Work order: Return the entries below precisely, omitting nothing.

Records for the exercise:
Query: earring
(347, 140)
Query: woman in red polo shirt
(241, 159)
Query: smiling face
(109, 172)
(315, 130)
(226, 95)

Result of the exercise:
Query: earring
(347, 140)
Query: woman in red polo shirt
(241, 159)
Query: smiling face
(109, 172)
(315, 130)
(226, 95)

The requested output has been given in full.